_What is being asked:_
Can you rewrite the lines between the one holding "the side mirror." and the one holding "489 730 522 754", inclusive, changing "side mirror" to "rearview mirror" and leaving everything else the same?

_Excerpted records:_
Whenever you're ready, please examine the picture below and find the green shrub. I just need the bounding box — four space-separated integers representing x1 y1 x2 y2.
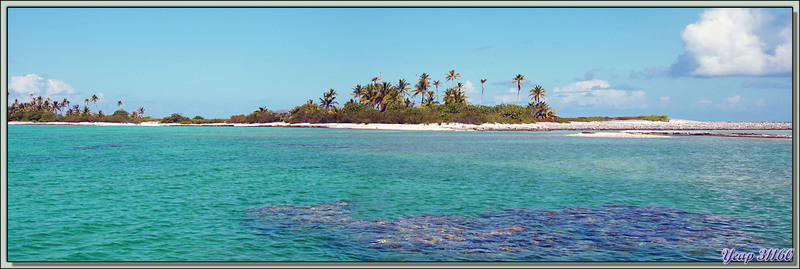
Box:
161 113 192 124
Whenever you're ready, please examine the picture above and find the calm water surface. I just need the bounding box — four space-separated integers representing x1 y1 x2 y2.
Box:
8 125 792 261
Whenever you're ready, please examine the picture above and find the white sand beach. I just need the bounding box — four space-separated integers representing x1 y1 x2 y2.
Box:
8 119 792 133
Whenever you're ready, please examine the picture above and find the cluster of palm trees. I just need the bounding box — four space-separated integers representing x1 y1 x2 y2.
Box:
308 70 556 119
7 93 145 118
348 70 476 111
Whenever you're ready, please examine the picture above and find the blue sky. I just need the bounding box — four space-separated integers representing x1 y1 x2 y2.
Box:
7 8 796 121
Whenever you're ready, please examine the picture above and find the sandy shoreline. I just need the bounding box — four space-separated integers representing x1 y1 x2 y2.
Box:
8 119 792 131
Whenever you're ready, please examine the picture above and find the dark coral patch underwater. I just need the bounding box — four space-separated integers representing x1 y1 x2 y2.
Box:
247 201 768 261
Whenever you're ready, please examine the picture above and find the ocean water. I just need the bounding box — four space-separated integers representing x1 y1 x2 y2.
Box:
7 125 793 262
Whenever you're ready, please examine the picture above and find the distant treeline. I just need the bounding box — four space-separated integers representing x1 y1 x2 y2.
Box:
8 70 669 124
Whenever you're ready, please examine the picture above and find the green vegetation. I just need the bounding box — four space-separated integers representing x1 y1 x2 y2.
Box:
7 94 153 123
8 70 669 124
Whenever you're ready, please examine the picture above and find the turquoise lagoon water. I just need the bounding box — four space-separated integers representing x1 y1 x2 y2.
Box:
8 125 793 262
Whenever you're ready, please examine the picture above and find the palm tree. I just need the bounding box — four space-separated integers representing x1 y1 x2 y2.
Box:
397 79 410 96
433 80 442 103
319 89 339 109
90 94 100 108
423 91 436 105
511 74 527 105
350 84 365 102
528 85 547 103
412 73 430 103
442 88 456 104
444 69 461 87
481 78 486 105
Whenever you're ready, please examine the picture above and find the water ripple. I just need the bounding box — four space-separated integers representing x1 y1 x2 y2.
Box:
247 201 766 261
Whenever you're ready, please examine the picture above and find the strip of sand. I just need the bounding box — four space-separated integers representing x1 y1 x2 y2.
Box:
567 132 669 138
8 119 792 133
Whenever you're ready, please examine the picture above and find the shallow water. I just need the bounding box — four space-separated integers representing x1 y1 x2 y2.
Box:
8 125 792 261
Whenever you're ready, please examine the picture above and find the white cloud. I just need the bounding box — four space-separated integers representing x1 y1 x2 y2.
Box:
553 79 611 92
722 95 743 106
681 8 792 76
550 79 648 109
45 79 75 96
8 74 44 95
591 90 646 108
8 74 75 97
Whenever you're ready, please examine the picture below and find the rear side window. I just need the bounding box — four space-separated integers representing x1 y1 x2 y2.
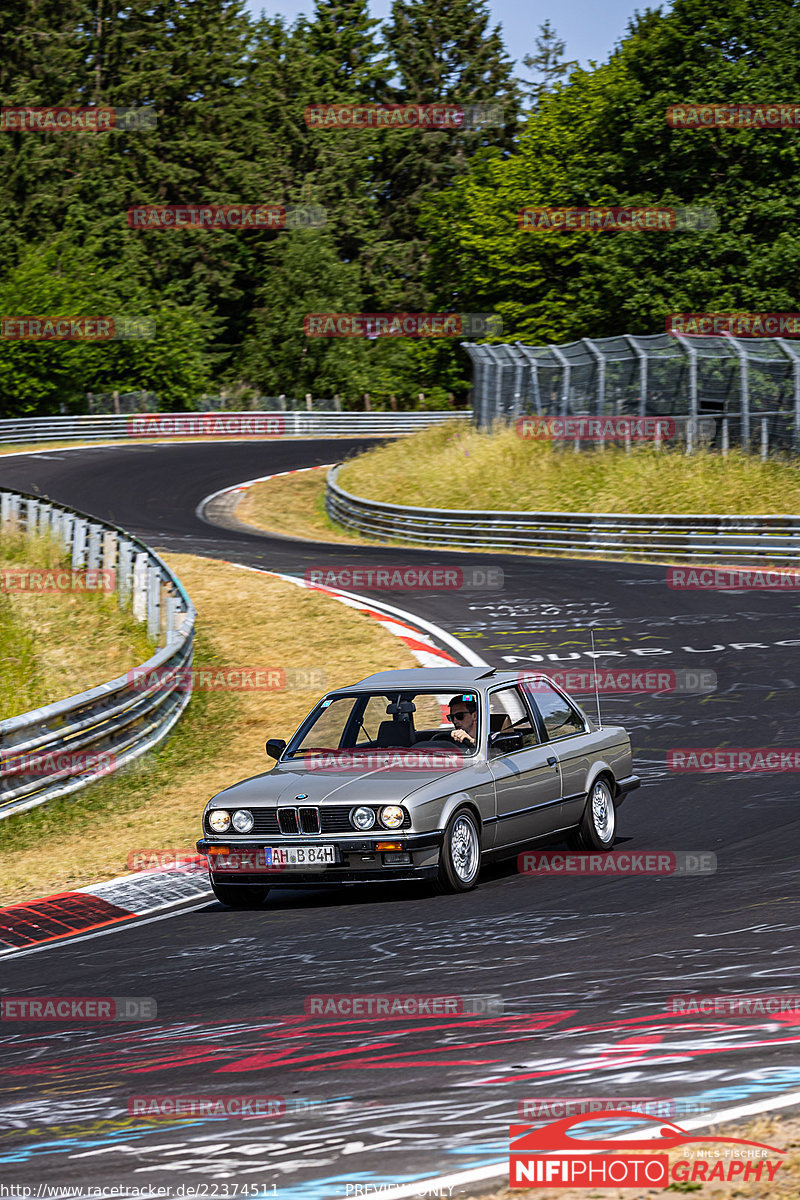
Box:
523 679 585 742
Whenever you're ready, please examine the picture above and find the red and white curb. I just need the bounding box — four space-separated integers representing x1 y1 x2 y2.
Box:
0 559 488 958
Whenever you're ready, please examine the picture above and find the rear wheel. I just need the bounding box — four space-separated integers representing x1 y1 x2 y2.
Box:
567 779 616 850
435 809 481 892
211 880 270 908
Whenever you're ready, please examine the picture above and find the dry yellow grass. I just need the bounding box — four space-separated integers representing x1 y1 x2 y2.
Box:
464 1114 800 1200
0 533 154 720
0 554 416 904
339 422 800 514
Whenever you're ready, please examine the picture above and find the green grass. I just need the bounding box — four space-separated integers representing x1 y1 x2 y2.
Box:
338 422 800 515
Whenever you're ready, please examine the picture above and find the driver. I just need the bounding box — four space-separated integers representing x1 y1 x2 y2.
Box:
447 695 477 749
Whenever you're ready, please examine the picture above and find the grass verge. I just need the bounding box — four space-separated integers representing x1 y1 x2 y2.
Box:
0 533 154 720
339 422 800 515
464 1114 800 1200
0 554 416 905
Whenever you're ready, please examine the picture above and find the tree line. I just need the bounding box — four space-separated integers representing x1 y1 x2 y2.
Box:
0 0 800 415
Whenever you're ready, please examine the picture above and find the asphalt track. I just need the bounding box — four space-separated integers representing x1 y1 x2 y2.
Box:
0 440 800 1200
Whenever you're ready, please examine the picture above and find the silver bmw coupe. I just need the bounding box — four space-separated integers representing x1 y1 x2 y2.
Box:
197 667 639 908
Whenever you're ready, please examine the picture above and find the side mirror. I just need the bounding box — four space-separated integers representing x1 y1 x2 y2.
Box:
266 738 287 758
489 730 522 754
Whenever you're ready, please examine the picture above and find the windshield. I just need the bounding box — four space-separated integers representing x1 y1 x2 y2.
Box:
284 690 479 758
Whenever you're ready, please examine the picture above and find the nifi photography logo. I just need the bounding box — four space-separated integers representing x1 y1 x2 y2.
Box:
509 1109 784 1190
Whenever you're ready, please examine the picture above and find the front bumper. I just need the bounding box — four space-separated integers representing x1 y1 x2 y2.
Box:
197 830 444 888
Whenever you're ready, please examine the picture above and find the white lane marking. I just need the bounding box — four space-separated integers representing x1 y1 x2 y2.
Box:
371 1092 800 1200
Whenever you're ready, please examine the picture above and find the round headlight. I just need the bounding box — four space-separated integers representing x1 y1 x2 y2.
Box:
350 808 375 829
380 804 405 829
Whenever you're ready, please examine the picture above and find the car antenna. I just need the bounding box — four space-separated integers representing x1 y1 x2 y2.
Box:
589 629 603 730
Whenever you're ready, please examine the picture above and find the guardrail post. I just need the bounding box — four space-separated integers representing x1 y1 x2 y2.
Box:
164 595 181 646
86 522 103 571
148 563 161 640
116 538 133 608
133 551 148 620
72 517 89 570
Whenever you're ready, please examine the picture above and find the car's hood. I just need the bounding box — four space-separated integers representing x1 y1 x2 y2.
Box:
211 755 470 808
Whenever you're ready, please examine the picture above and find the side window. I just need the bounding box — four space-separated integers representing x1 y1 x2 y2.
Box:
489 688 539 758
524 679 585 740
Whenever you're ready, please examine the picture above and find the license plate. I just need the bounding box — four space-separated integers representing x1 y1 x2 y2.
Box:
264 846 336 866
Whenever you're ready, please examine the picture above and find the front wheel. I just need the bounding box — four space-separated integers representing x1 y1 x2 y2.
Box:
435 809 481 892
211 880 270 908
567 779 616 850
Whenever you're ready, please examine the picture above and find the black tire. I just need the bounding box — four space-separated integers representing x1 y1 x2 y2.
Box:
434 808 481 894
566 779 616 850
211 880 270 908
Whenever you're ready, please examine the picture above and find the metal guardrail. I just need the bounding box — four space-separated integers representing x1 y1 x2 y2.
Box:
325 467 800 565
0 409 473 444
0 490 196 820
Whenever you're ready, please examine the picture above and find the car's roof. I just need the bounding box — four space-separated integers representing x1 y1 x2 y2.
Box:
326 666 544 692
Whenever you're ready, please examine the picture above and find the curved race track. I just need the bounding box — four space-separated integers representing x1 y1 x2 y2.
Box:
0 440 800 1200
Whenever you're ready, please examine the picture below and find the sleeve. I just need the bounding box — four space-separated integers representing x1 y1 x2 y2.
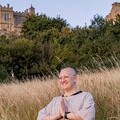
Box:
78 93 95 120
37 99 54 120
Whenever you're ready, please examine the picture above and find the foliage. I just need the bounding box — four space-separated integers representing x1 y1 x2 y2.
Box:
0 15 120 80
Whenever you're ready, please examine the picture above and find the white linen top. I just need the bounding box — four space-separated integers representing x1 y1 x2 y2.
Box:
37 92 95 120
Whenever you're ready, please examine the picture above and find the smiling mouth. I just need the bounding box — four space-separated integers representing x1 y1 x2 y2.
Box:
61 82 68 85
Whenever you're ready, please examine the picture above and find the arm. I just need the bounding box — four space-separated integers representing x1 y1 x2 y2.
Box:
60 93 95 120
37 99 62 120
77 93 95 120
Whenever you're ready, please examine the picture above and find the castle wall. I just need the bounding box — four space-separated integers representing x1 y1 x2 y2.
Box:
0 4 35 35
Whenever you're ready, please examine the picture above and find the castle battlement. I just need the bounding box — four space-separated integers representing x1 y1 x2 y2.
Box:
0 4 13 11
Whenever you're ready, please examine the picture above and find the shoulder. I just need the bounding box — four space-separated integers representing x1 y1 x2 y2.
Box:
52 96 62 102
81 91 93 99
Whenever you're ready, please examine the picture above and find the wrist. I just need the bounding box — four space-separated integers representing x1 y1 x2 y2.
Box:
63 112 70 119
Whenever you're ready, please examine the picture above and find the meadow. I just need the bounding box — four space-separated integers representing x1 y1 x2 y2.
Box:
0 67 120 120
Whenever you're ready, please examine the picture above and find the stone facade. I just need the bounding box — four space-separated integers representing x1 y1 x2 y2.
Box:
0 4 35 35
105 2 120 21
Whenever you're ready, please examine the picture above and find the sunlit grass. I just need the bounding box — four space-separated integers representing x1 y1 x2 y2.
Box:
0 68 120 120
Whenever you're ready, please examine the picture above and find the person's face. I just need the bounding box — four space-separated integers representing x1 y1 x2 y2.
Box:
58 70 76 91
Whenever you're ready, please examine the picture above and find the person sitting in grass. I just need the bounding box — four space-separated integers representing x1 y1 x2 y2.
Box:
37 67 95 120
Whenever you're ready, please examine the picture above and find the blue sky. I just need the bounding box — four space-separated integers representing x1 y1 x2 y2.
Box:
0 0 120 27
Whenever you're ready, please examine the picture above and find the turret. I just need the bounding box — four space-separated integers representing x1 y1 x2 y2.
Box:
29 5 35 15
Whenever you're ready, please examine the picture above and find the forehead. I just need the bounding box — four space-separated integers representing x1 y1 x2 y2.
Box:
59 69 75 76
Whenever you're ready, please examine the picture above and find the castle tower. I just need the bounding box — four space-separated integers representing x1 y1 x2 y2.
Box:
29 5 35 15
0 4 14 32
105 2 120 21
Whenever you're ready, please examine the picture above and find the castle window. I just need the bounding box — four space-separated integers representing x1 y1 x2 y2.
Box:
4 13 9 22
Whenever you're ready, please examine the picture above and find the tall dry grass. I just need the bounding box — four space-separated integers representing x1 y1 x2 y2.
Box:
0 68 120 120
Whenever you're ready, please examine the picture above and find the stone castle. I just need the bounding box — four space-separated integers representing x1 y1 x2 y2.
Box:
0 4 35 35
105 2 120 21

_Solution:_
Whenever you're ready, please examine the picture above and find the rearview mirror. I just need the bounding box — four space-separated integers representing x1 y1 x2 y2.
Box:
266 738 287 758
489 730 522 754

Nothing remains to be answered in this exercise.